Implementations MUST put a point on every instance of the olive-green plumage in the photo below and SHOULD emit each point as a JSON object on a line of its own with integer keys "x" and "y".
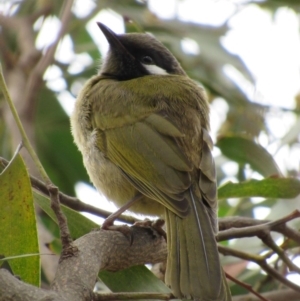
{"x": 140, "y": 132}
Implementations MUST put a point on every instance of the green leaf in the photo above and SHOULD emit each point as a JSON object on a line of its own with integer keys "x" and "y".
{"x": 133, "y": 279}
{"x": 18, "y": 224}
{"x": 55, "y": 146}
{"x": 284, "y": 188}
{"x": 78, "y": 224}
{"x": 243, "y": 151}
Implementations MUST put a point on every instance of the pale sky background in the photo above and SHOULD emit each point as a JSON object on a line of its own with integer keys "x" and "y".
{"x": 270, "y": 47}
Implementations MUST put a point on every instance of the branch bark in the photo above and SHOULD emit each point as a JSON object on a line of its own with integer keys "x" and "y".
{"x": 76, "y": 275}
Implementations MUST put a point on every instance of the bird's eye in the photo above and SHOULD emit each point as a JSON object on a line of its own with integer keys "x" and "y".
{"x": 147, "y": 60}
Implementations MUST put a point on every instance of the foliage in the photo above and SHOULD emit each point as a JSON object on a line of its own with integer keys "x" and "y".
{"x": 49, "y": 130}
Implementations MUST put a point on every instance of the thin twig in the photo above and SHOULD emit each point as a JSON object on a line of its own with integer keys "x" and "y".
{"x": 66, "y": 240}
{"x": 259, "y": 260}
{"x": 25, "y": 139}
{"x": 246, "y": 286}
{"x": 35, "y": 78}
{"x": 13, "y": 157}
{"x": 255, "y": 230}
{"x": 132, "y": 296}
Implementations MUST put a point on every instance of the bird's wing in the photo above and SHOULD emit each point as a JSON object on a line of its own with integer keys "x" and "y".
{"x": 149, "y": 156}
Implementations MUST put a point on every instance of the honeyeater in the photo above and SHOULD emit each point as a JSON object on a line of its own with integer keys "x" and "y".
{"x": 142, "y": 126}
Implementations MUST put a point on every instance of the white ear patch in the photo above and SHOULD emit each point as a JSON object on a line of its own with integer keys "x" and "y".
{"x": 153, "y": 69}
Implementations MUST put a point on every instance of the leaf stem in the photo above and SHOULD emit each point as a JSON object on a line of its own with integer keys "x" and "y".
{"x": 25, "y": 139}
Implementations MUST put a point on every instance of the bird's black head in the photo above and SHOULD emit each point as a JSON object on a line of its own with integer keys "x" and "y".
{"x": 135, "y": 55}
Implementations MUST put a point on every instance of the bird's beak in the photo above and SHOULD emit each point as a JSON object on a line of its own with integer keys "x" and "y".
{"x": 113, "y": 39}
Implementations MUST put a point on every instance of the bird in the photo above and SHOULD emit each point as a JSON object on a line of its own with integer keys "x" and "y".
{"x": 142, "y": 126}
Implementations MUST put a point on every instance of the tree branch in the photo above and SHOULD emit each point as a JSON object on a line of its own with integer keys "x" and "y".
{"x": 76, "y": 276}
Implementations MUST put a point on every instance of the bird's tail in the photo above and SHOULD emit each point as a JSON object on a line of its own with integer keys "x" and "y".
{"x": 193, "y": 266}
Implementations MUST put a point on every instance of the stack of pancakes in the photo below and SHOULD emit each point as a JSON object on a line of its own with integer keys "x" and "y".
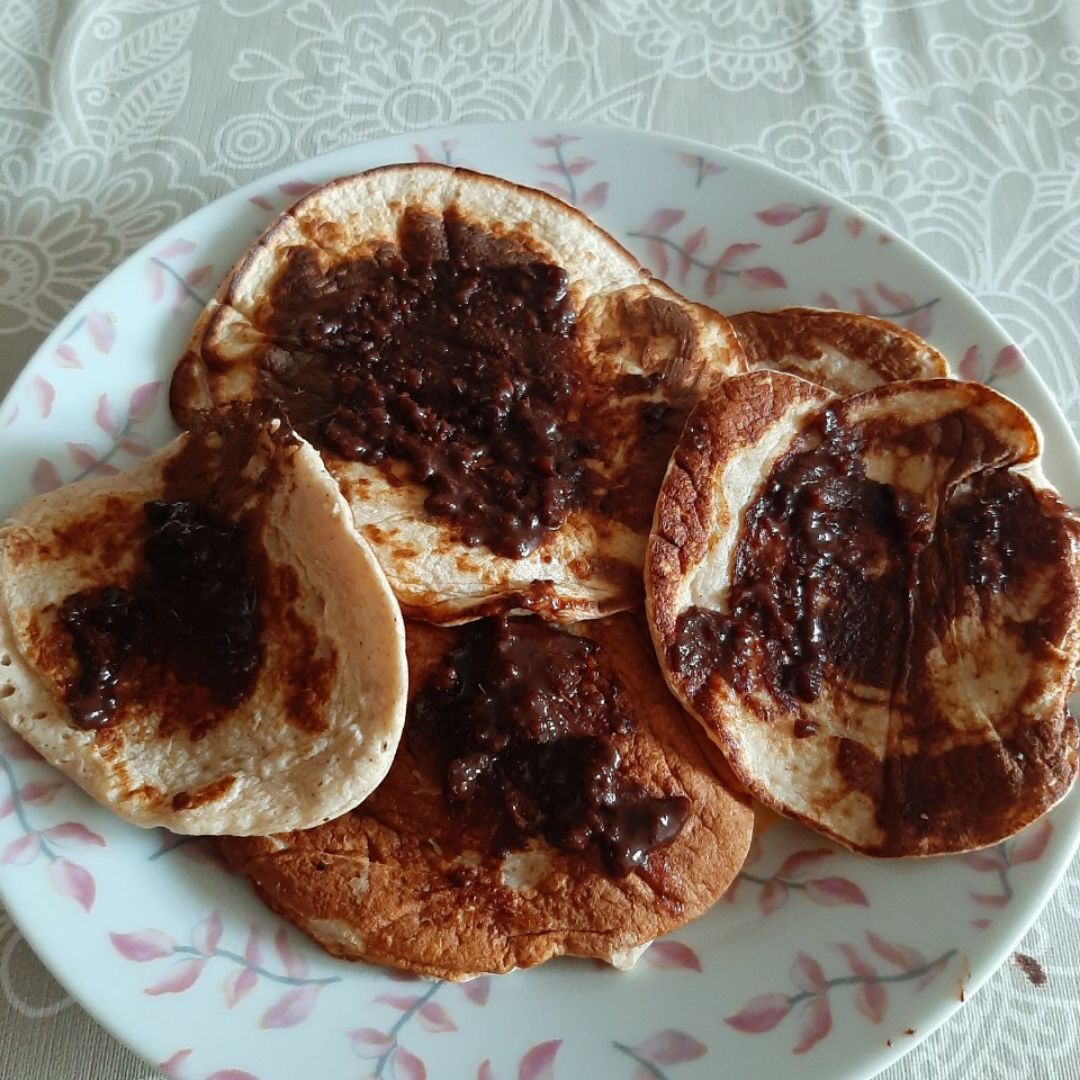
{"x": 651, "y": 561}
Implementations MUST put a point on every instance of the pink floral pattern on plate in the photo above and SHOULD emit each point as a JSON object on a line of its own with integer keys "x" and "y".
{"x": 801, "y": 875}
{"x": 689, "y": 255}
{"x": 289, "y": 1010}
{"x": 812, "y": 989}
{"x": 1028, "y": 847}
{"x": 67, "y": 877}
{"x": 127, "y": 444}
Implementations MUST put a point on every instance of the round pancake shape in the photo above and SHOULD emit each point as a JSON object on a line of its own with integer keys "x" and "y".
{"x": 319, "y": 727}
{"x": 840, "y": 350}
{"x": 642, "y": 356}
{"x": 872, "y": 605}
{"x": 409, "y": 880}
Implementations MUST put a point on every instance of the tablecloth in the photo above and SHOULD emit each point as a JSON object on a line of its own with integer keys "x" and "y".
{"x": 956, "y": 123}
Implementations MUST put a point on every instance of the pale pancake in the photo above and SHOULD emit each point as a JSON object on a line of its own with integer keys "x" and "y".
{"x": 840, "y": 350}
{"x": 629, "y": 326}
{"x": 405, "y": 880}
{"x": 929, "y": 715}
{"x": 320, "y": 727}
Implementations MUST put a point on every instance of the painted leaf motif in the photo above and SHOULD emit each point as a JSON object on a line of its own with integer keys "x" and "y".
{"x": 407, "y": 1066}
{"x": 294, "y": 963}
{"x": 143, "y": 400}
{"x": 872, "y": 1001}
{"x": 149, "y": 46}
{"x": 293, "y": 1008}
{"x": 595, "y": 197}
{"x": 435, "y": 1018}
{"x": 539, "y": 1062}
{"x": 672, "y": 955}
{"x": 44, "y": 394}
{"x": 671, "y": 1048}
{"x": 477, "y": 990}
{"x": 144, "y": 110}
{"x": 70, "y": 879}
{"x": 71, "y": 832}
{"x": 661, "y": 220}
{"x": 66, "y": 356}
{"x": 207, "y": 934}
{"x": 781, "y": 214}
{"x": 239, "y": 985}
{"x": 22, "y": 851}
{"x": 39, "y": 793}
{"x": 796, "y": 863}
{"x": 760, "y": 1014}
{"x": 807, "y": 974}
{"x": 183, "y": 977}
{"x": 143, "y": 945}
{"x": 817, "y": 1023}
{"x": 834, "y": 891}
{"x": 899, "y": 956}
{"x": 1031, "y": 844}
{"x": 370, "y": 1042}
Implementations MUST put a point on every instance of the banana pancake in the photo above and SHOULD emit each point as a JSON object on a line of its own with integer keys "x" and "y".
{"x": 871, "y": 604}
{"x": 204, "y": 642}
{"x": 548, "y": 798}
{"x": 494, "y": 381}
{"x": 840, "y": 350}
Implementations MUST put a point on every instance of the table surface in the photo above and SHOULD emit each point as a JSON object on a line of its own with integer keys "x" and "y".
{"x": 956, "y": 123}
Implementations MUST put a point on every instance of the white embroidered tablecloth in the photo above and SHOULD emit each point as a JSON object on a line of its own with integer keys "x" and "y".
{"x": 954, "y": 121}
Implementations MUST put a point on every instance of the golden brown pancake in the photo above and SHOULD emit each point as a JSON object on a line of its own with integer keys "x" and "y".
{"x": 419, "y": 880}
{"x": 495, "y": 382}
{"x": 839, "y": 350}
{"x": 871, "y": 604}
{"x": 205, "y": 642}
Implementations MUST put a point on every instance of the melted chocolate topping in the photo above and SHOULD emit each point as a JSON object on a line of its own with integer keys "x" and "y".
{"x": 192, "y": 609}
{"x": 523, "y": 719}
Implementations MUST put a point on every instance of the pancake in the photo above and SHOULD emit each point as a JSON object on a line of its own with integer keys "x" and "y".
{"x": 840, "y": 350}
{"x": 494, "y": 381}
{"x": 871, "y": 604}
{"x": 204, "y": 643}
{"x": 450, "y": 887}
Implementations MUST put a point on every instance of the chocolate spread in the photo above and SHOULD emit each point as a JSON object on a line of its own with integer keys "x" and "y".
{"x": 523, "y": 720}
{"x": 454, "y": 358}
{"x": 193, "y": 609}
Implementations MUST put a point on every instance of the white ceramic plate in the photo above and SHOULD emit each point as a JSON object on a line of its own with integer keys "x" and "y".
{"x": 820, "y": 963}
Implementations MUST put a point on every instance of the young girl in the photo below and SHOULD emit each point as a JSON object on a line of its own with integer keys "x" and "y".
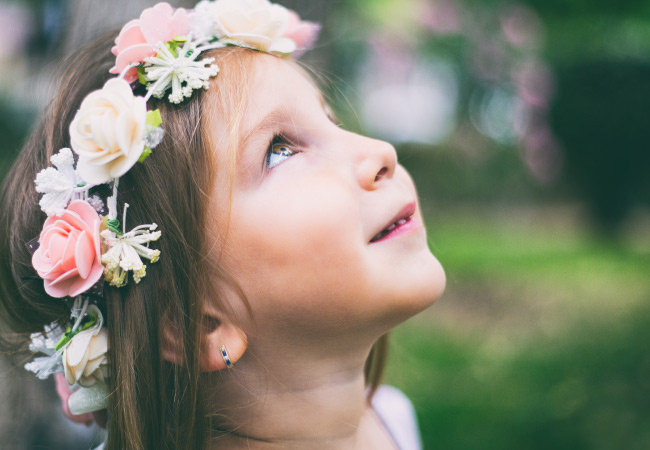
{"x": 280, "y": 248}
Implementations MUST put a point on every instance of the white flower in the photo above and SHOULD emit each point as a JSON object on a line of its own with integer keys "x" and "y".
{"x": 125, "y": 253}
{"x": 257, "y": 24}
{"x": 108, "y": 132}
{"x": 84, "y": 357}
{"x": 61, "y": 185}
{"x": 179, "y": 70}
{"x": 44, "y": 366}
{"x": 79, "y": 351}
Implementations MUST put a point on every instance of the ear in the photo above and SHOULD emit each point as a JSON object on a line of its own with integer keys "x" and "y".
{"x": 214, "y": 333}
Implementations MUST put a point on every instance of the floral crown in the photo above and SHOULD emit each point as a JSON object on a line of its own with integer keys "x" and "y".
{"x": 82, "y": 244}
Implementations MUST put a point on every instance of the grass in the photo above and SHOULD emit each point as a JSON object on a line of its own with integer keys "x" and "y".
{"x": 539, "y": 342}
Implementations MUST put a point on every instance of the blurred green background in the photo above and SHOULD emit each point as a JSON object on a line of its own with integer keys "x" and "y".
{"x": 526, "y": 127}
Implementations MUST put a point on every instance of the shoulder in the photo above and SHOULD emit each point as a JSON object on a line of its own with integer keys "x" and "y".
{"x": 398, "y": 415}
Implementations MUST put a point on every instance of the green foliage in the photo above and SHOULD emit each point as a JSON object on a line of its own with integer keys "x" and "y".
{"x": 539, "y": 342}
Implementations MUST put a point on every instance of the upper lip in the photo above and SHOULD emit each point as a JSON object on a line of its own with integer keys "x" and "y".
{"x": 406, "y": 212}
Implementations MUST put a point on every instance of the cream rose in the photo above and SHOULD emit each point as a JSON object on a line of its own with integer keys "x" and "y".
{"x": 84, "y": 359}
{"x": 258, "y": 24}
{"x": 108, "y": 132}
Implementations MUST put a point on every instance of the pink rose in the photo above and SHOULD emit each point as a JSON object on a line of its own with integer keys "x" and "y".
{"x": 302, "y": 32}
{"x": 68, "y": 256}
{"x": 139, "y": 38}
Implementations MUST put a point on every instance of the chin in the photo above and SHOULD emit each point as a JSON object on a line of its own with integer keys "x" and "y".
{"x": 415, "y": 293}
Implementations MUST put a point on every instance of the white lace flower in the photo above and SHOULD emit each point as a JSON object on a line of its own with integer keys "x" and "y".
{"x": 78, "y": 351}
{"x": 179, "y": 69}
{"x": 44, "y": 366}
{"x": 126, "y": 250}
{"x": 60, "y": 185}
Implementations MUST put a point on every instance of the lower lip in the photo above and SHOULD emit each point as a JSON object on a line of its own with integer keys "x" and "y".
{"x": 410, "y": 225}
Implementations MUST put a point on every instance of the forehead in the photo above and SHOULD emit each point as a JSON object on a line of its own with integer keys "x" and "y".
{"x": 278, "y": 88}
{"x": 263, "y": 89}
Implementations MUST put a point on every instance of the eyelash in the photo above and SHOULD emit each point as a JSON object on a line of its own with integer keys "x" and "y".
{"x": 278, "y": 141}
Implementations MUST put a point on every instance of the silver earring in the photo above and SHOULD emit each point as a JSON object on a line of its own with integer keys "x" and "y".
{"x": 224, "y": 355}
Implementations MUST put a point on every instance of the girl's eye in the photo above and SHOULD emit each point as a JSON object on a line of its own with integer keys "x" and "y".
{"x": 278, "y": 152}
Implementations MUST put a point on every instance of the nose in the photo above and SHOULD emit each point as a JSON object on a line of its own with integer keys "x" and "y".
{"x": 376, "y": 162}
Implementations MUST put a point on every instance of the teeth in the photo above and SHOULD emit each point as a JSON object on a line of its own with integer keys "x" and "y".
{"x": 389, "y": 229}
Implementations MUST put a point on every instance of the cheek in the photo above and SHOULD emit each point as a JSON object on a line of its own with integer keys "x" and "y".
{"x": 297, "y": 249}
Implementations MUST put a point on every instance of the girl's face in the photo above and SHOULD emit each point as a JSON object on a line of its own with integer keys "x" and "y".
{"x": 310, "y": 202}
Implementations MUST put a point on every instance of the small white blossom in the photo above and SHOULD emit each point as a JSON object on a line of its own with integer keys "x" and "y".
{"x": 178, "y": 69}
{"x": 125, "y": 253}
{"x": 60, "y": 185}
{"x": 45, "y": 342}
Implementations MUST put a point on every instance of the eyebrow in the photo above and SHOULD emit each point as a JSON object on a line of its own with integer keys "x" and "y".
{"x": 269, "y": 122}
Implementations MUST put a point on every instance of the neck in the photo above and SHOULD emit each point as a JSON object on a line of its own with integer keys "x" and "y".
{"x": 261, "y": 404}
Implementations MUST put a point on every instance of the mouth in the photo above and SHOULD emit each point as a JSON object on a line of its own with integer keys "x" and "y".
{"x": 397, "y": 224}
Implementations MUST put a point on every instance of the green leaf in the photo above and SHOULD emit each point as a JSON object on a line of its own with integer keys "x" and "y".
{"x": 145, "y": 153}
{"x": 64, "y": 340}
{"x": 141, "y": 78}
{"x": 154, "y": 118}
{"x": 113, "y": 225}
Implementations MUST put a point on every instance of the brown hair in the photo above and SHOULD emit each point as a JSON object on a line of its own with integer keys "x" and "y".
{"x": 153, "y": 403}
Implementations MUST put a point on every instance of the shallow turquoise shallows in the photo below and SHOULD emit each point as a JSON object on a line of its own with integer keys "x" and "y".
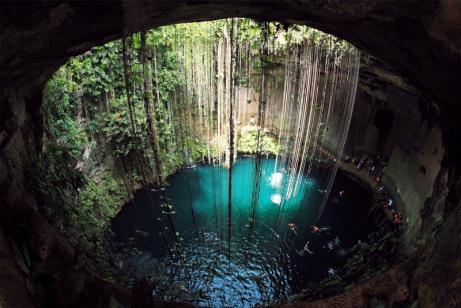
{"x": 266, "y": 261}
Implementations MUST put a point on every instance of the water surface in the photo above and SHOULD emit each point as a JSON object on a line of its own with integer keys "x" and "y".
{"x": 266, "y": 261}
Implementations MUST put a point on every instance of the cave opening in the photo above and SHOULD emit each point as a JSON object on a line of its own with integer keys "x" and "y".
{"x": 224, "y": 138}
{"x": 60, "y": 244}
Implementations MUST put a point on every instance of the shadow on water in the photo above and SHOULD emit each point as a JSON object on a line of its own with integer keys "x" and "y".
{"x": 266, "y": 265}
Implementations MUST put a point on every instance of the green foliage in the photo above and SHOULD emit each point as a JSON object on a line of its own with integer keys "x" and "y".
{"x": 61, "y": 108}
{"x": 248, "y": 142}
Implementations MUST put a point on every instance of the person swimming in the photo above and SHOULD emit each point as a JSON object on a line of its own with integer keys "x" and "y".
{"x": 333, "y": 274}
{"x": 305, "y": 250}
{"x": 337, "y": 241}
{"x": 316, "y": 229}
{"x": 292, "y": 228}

....

▶ [Problem requirements] All lines from the one containing "Implementations MUST put a point on every instance of the person" through the end of the records, both ends included, are to be quoted exactly; please add nothing else.

▶ [Solution to this exercise]
Implementations MUST put a point on every instance of the person swimming in the photo above and SHOULD emit each point as a JSON object on a line of its own with integer keys "x" and "y".
{"x": 333, "y": 274}
{"x": 305, "y": 250}
{"x": 337, "y": 241}
{"x": 316, "y": 229}
{"x": 292, "y": 228}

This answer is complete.